For every patient, the team collected data in two different ways: with a manual review of electronic record data, and with automated reporting through a program designed to extract data from an EHR. This program, she said, allowed researchers to view data all at once, and see agreements between the manual review and the automated report without having to individually review quality measurements for each patient.

"We looked at the two methods of review; they were fairly consistent for nine of the 12 measures, but for three measures, there was a significant disagreement between the two methods," she said.

For example, electronic reporting resulted in one measure underestimating the percentage of patients receiving prescriptions for asthma and vaccinations to protect against pneumonia. Another measure suggested more patients with diabetes had their cholesterol under control then actually did. Part of the problem, researchers suggested, could be that physicians and nurses inputting information are doing so in places in the EHR system that aren't being captured by quality reporting algorithms.

The report concluded that there is substantial "measure-to-measure variability" when it comes to the accuracy of electronically reported clinical measures, leaving room for practicing physicians to become increasingly concerned with the ability of quality reports to accurately represent the care they provide.

"If electronic reports are not proven to be accurate, their ability to change physicians' behavior to achieve higher quality, the underlying goal, will be undermined," the report read. In conclusion, researchers suggested national programs that link financial incentives to quality reporting should require EHR vendors to demonstrate the accuracy of their automated reports.

Brief 1: Decide whether each statement below agrees with the passage on EHR quality reporting, answering yes or no and quoting the words from the passage that settle it. (a) The manual review and the automated report were fairly consistent for nine of the 12 measures. (b) Electronic reporting overestimated the percentage of patients receiving vaccinations to protect against pneumonia. (c) The researchers suggested that EHR vendors be required to demonstrate the accuracy of their automated reports.
Brief 2: Quote the passage on EHR quality reporting from "For every patient, the" to "for each patient.".

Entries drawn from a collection
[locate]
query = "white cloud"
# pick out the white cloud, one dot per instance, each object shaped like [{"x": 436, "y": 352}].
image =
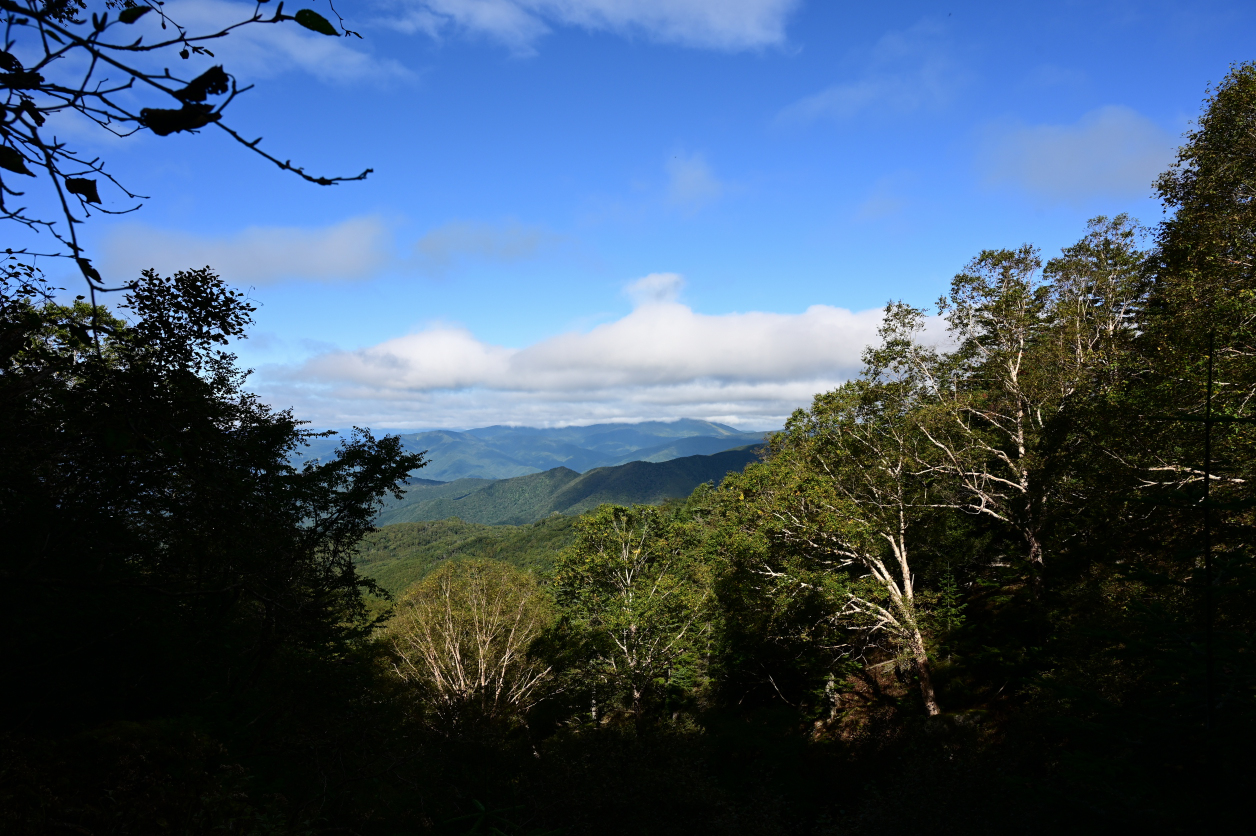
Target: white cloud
[
  {"x": 352, "y": 250},
  {"x": 908, "y": 70},
  {"x": 662, "y": 360},
  {"x": 691, "y": 183},
  {"x": 263, "y": 50},
  {"x": 1109, "y": 152},
  {"x": 441, "y": 247},
  {"x": 656, "y": 289},
  {"x": 710, "y": 24}
]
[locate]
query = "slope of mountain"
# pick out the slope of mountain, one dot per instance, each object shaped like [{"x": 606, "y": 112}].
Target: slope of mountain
[
  {"x": 528, "y": 498},
  {"x": 400, "y": 555},
  {"x": 505, "y": 452}
]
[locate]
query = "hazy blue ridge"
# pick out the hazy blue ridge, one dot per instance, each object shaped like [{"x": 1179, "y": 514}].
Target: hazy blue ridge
[
  {"x": 528, "y": 498},
  {"x": 506, "y": 452}
]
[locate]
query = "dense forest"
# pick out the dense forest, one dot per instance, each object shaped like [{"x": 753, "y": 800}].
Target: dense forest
[{"x": 995, "y": 584}]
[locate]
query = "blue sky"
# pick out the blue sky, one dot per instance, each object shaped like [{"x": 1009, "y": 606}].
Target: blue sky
[{"x": 598, "y": 210}]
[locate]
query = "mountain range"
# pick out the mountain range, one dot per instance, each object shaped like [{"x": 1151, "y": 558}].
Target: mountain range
[
  {"x": 560, "y": 490},
  {"x": 506, "y": 452}
]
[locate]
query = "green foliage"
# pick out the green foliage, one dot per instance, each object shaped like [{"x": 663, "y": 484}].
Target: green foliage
[
  {"x": 401, "y": 555},
  {"x": 636, "y": 600},
  {"x": 148, "y": 501}
]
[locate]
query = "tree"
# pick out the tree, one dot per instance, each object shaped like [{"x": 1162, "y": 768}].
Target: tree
[
  {"x": 54, "y": 62},
  {"x": 637, "y": 595},
  {"x": 852, "y": 501},
  {"x": 462, "y": 635},
  {"x": 1028, "y": 343},
  {"x": 162, "y": 542}
]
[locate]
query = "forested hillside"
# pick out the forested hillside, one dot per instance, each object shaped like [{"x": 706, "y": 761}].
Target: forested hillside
[
  {"x": 400, "y": 555},
  {"x": 528, "y": 498},
  {"x": 1002, "y": 584}
]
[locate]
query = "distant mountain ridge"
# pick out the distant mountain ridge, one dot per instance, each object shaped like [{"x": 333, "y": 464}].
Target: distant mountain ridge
[
  {"x": 526, "y": 498},
  {"x": 506, "y": 452}
]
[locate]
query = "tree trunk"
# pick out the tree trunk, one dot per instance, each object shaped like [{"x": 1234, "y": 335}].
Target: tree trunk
[{"x": 926, "y": 674}]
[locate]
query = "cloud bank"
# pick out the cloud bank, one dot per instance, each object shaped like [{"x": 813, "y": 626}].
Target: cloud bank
[
  {"x": 661, "y": 360},
  {"x": 1109, "y": 152},
  {"x": 706, "y": 24}
]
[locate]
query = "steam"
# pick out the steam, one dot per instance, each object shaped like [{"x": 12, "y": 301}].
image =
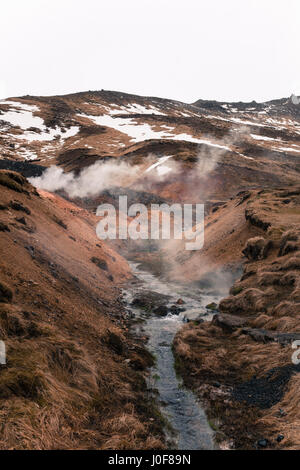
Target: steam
[
  {"x": 101, "y": 176},
  {"x": 90, "y": 182}
]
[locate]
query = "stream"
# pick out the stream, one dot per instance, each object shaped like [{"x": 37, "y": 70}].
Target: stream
[{"x": 179, "y": 405}]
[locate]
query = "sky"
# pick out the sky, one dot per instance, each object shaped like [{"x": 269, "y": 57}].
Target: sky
[{"x": 229, "y": 50}]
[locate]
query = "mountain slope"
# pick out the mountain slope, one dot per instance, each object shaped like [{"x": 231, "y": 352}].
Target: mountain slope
[
  {"x": 248, "y": 143},
  {"x": 74, "y": 377}
]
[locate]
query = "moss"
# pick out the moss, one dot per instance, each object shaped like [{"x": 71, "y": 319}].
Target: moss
[{"x": 115, "y": 342}]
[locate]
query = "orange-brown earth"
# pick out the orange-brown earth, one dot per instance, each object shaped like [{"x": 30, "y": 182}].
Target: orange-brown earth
[
  {"x": 240, "y": 363},
  {"x": 74, "y": 377},
  {"x": 254, "y": 144},
  {"x": 253, "y": 148}
]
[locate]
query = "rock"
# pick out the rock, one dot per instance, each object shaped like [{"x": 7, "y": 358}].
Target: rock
[
  {"x": 4, "y": 227},
  {"x": 176, "y": 310},
  {"x": 229, "y": 322},
  {"x": 263, "y": 443},
  {"x": 255, "y": 219},
  {"x": 264, "y": 336},
  {"x": 257, "y": 248},
  {"x": 289, "y": 243},
  {"x": 6, "y": 294},
  {"x": 199, "y": 320},
  {"x": 101, "y": 263},
  {"x": 18, "y": 206},
  {"x": 21, "y": 220},
  {"x": 161, "y": 311},
  {"x": 149, "y": 300}
]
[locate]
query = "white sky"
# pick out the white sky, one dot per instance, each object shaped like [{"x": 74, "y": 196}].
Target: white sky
[{"x": 227, "y": 50}]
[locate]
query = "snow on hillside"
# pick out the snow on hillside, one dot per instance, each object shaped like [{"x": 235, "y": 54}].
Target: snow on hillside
[
  {"x": 21, "y": 115},
  {"x": 141, "y": 132}
]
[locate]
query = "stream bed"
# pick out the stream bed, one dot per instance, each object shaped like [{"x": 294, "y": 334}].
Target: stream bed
[{"x": 191, "y": 430}]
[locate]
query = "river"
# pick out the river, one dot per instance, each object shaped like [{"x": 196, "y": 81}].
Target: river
[{"x": 191, "y": 430}]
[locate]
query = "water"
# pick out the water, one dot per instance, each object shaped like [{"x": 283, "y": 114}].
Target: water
[{"x": 180, "y": 406}]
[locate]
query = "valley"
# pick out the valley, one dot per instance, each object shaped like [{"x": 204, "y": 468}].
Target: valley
[{"x": 142, "y": 344}]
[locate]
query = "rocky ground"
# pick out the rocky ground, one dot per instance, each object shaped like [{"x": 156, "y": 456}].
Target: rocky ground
[
  {"x": 240, "y": 363},
  {"x": 74, "y": 377}
]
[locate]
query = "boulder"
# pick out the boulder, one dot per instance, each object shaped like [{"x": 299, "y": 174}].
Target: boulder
[
  {"x": 229, "y": 322},
  {"x": 257, "y": 248}
]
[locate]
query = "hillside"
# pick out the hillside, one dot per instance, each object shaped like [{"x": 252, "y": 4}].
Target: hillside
[
  {"x": 240, "y": 363},
  {"x": 247, "y": 144},
  {"x": 76, "y": 373},
  {"x": 74, "y": 377}
]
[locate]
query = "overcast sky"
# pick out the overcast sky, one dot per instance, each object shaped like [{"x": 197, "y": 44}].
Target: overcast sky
[{"x": 227, "y": 50}]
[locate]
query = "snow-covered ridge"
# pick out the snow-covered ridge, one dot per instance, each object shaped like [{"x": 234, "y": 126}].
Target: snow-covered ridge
[
  {"x": 21, "y": 115},
  {"x": 141, "y": 132}
]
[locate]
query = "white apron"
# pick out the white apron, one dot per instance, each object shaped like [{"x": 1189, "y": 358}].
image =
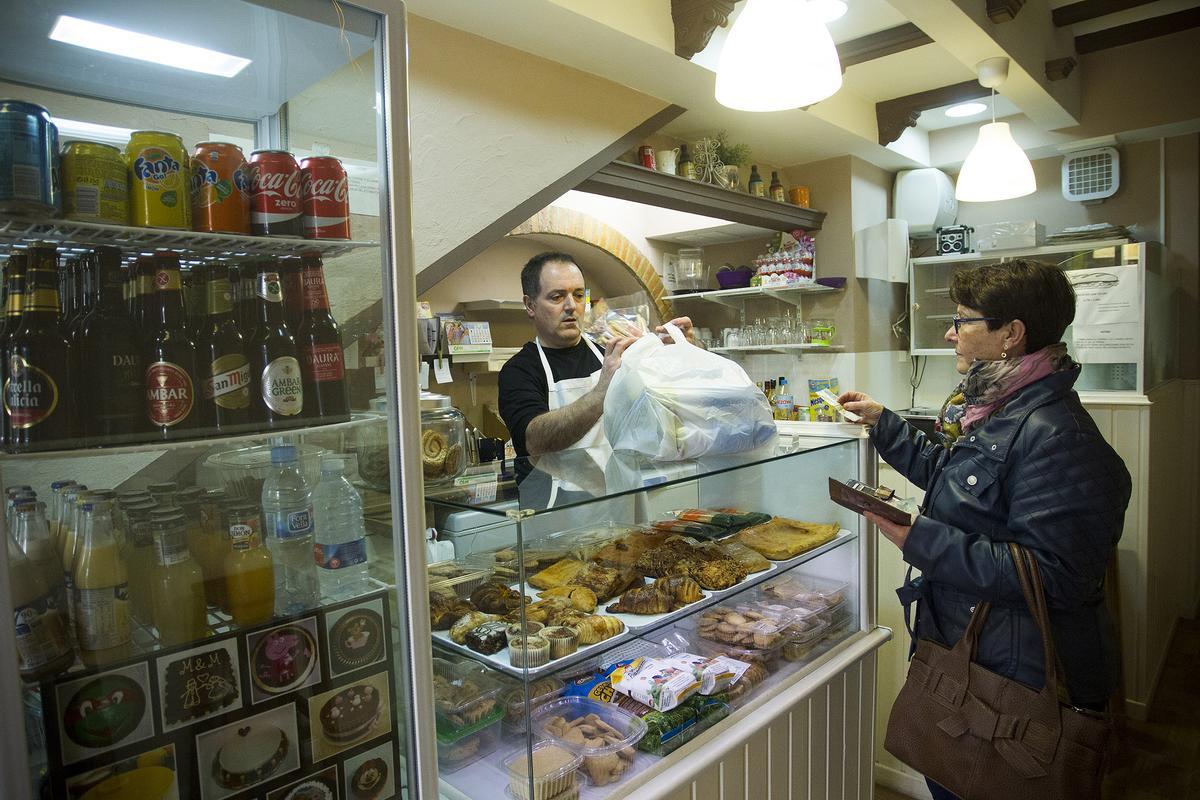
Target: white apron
[{"x": 562, "y": 394}]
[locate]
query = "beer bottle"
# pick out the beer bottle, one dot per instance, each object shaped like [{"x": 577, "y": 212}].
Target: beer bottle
[
  {"x": 169, "y": 358},
  {"x": 222, "y": 355},
  {"x": 109, "y": 353},
  {"x": 277, "y": 385},
  {"x": 39, "y": 403},
  {"x": 319, "y": 342}
]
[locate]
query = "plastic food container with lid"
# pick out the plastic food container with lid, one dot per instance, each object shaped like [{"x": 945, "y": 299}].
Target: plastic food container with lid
[
  {"x": 443, "y": 439},
  {"x": 553, "y": 771}
]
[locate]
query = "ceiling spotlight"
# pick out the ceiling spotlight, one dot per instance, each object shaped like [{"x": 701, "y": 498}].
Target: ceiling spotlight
[{"x": 966, "y": 109}]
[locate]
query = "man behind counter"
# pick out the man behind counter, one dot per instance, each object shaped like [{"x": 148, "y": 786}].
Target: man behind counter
[{"x": 552, "y": 390}]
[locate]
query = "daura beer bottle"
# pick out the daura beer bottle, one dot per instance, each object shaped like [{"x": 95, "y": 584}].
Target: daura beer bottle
[
  {"x": 39, "y": 403},
  {"x": 277, "y": 384},
  {"x": 169, "y": 356}
]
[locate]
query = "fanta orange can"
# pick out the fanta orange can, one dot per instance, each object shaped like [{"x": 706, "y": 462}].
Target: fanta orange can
[{"x": 220, "y": 188}]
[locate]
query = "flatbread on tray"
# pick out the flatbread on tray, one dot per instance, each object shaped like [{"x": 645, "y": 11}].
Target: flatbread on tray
[{"x": 783, "y": 539}]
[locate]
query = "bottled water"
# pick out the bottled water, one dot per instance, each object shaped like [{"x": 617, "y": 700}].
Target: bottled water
[
  {"x": 288, "y": 525},
  {"x": 341, "y": 548}
]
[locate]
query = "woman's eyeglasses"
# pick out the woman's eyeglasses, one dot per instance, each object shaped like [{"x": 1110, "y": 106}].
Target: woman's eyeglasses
[{"x": 960, "y": 320}]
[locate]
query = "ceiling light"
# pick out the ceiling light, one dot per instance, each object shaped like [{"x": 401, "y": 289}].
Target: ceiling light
[
  {"x": 996, "y": 168},
  {"x": 966, "y": 109},
  {"x": 131, "y": 44},
  {"x": 828, "y": 10},
  {"x": 755, "y": 73}
]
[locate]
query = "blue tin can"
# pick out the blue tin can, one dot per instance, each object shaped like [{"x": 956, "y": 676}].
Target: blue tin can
[{"x": 29, "y": 161}]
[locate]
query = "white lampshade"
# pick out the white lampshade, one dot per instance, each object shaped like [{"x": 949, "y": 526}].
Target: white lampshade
[
  {"x": 778, "y": 55},
  {"x": 996, "y": 168}
]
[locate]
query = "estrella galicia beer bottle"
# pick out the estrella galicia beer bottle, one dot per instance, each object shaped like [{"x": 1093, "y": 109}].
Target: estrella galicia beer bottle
[
  {"x": 39, "y": 403},
  {"x": 109, "y": 356},
  {"x": 277, "y": 388},
  {"x": 222, "y": 355},
  {"x": 169, "y": 356}
]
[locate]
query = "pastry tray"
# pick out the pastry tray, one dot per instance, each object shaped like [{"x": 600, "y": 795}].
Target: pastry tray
[{"x": 636, "y": 624}]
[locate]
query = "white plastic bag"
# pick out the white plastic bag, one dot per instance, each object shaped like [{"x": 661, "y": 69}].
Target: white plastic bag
[{"x": 677, "y": 402}]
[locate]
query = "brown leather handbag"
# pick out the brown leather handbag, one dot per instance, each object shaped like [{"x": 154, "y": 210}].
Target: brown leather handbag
[{"x": 987, "y": 737}]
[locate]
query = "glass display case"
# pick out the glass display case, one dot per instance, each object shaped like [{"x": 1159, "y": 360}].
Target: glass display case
[
  {"x": 201, "y": 226},
  {"x": 1125, "y": 319},
  {"x": 586, "y": 630}
]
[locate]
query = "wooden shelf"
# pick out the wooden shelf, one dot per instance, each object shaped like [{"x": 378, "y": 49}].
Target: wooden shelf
[{"x": 652, "y": 187}]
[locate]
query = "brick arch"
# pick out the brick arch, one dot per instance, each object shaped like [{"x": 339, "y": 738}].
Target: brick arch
[{"x": 585, "y": 228}]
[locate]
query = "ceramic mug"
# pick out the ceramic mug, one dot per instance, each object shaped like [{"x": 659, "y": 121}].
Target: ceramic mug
[{"x": 665, "y": 160}]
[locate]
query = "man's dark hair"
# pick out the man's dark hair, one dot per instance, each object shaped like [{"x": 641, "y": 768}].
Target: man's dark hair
[
  {"x": 1035, "y": 293},
  {"x": 531, "y": 274}
]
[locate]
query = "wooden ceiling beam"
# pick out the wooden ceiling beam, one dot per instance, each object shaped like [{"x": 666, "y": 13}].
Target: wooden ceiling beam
[
  {"x": 1085, "y": 10},
  {"x": 885, "y": 42},
  {"x": 1138, "y": 31},
  {"x": 892, "y": 116}
]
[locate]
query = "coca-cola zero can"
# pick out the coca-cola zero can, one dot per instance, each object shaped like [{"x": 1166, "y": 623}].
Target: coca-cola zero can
[
  {"x": 275, "y": 203},
  {"x": 327, "y": 206}
]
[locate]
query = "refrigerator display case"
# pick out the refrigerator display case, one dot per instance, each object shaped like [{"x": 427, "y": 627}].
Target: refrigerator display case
[
  {"x": 535, "y": 639},
  {"x": 187, "y": 621}
]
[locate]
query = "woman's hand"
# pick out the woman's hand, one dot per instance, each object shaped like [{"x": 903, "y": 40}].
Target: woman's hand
[
  {"x": 893, "y": 531},
  {"x": 862, "y": 404}
]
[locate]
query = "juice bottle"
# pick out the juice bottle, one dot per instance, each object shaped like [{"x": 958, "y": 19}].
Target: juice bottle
[
  {"x": 179, "y": 607},
  {"x": 101, "y": 589},
  {"x": 249, "y": 569}
]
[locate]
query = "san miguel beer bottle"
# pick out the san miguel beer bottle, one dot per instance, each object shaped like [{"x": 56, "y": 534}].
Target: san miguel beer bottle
[
  {"x": 319, "y": 342},
  {"x": 37, "y": 390},
  {"x": 169, "y": 356},
  {"x": 223, "y": 365},
  {"x": 109, "y": 358},
  {"x": 277, "y": 389}
]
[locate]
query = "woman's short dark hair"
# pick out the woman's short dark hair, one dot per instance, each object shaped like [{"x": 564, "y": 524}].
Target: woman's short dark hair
[
  {"x": 531, "y": 274},
  {"x": 1035, "y": 293}
]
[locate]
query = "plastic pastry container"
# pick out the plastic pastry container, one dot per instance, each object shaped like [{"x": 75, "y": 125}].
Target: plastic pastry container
[
  {"x": 460, "y": 747},
  {"x": 541, "y": 691},
  {"x": 553, "y": 771},
  {"x": 469, "y": 695},
  {"x": 595, "y": 759}
]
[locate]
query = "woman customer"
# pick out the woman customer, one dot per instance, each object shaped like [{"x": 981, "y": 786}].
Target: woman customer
[{"x": 1019, "y": 461}]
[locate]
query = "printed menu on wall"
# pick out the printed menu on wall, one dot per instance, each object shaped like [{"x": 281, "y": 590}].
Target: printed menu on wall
[{"x": 297, "y": 708}]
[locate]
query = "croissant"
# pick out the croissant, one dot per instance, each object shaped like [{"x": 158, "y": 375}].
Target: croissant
[
  {"x": 595, "y": 627},
  {"x": 497, "y": 599},
  {"x": 466, "y": 623},
  {"x": 444, "y": 609},
  {"x": 682, "y": 588},
  {"x": 643, "y": 600},
  {"x": 580, "y": 596}
]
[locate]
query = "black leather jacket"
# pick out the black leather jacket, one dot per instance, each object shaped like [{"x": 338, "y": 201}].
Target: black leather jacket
[{"x": 1036, "y": 473}]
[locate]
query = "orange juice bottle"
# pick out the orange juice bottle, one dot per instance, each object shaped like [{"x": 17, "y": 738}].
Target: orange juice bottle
[
  {"x": 179, "y": 609},
  {"x": 101, "y": 589},
  {"x": 249, "y": 569}
]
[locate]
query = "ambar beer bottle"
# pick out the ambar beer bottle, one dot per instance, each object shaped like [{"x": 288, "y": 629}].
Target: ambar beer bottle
[
  {"x": 222, "y": 355},
  {"x": 321, "y": 349},
  {"x": 277, "y": 389},
  {"x": 109, "y": 353},
  {"x": 37, "y": 388},
  {"x": 169, "y": 358}
]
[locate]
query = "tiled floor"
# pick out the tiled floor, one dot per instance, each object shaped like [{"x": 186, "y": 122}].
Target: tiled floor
[{"x": 1158, "y": 759}]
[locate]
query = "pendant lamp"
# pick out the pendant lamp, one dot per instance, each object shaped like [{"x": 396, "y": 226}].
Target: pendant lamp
[
  {"x": 996, "y": 168},
  {"x": 757, "y": 72}
]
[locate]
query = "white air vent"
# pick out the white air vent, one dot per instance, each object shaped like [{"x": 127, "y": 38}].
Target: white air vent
[{"x": 1091, "y": 174}]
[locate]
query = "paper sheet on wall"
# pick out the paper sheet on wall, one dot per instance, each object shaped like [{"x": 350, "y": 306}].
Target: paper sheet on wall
[
  {"x": 1117, "y": 343},
  {"x": 1105, "y": 295}
]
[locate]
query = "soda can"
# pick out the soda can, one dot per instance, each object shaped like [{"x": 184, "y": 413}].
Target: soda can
[
  {"x": 95, "y": 182},
  {"x": 29, "y": 161},
  {"x": 220, "y": 188},
  {"x": 327, "y": 205},
  {"x": 160, "y": 180},
  {"x": 275, "y": 194}
]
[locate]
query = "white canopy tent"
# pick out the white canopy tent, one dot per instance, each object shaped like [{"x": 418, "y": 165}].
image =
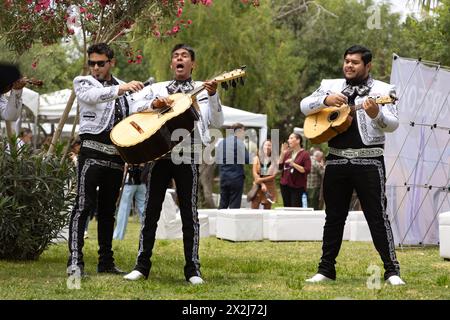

Task result 1:
(a) Yes: "they were fairly consistent for nine of the 12 measures"
(b) No: "electronic reporting resulted in one measure underestimating the percentage of patients receiving prescriptions for asthma and vaccinations to protect against pneumonia"
(c) Yes: "should require EHR vendors to demonstrate the accuracy of their automated reports"

Task result 2:
For every patient, the team collected data in two different ways: with a manual review of electronic record data, and with automated reporting through a program designed to extract data from an EHR. This program, she said, allowed researchers to view data all at once, and see agreements between the manual review and the automated report without having to individually review quality measurements for each patient.